■ SOURCE DATA:
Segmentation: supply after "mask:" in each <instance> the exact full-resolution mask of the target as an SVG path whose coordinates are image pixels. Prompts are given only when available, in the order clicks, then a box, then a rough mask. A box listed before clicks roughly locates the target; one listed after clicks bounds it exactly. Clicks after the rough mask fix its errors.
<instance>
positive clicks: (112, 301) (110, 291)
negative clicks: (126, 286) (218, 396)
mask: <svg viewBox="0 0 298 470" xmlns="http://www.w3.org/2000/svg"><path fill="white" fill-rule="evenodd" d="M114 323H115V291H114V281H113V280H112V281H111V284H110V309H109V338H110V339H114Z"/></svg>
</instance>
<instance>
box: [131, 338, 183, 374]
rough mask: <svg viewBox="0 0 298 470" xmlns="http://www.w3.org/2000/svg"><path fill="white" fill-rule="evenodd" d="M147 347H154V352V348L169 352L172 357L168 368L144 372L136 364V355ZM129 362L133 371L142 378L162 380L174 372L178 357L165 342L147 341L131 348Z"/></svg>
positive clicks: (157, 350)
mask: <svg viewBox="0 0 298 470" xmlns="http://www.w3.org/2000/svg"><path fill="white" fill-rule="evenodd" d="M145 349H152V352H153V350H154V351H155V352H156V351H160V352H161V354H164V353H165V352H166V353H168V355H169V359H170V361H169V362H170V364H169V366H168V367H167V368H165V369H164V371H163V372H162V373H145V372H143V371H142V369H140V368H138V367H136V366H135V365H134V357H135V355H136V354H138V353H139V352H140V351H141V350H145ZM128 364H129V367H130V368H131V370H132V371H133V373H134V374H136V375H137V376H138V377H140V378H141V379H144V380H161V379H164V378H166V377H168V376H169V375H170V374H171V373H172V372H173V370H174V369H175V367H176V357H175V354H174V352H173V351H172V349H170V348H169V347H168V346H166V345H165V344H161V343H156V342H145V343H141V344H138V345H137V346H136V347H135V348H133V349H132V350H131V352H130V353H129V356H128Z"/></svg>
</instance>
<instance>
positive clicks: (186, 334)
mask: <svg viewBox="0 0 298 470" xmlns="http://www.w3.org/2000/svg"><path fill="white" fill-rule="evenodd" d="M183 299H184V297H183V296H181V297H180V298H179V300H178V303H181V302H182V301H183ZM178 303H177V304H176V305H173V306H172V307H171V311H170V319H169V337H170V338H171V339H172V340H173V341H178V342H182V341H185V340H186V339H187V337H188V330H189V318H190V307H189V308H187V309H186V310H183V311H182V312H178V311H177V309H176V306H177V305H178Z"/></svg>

■ WORK INSTRUCTIONS:
Please reproduce the listing exactly, keeping every line as it is.

■ EXERCISE RESPONSE:
Segmentation: supply after "mask:" in each <instance> the exact full-resolution mask of the target as an SVG path whose coordinates are image pixels. Prompts are given only when available, in the order clicks, then a box, then a rough mask. A box listed before clicks roughly locates the target; one listed after clicks bounds it exactly. Clicks after the rough mask fix its errors.
<instance>
positive clicks: (112, 301) (110, 291)
negative clicks: (126, 286) (218, 396)
mask: <svg viewBox="0 0 298 470" xmlns="http://www.w3.org/2000/svg"><path fill="white" fill-rule="evenodd" d="M114 323H115V291H114V281H113V280H112V281H111V284H110V309H109V338H110V339H114Z"/></svg>
</instance>
<instance>
box: [131, 338, 183, 374]
rough mask: <svg viewBox="0 0 298 470" xmlns="http://www.w3.org/2000/svg"><path fill="white" fill-rule="evenodd" d="M147 347H154V352V348L169 352L172 357L168 368L144 372L136 364V355ZM129 362L133 371L142 378L162 380L174 372L178 357L165 342L147 341L131 348Z"/></svg>
positive clicks: (157, 350)
mask: <svg viewBox="0 0 298 470" xmlns="http://www.w3.org/2000/svg"><path fill="white" fill-rule="evenodd" d="M145 349H152V352H153V350H154V351H155V352H156V351H160V352H161V354H164V353H165V352H166V353H168V355H169V359H170V361H169V362H170V364H169V366H168V367H167V368H165V369H164V371H163V372H162V373H145V372H143V371H142V369H140V368H138V367H136V366H135V365H134V357H135V355H136V354H138V353H139V352H140V351H141V350H145ZM128 364H129V367H130V368H131V370H132V371H133V373H134V374H136V375H137V376H138V377H140V378H141V379H144V380H161V379H164V378H166V377H168V376H169V375H170V374H171V373H172V372H173V370H174V369H175V367H176V357H175V354H174V352H173V351H172V349H170V348H169V347H168V346H166V345H165V344H161V343H156V342H145V343H141V344H138V345H137V346H136V347H135V348H133V349H132V350H131V352H130V353H129V356H128Z"/></svg>
</instance>
<instance>
positive clicks: (186, 334)
mask: <svg viewBox="0 0 298 470" xmlns="http://www.w3.org/2000/svg"><path fill="white" fill-rule="evenodd" d="M183 299H184V297H183V296H181V297H180V298H179V300H178V303H181V302H182V301H183ZM178 303H177V304H176V305H173V306H172V307H171V311H170V319H169V337H170V338H171V339H172V340H173V341H178V342H182V341H185V340H186V339H187V337H188V330H189V318H190V307H189V308H187V309H186V310H183V311H182V312H178V311H177V309H176V306H177V305H178Z"/></svg>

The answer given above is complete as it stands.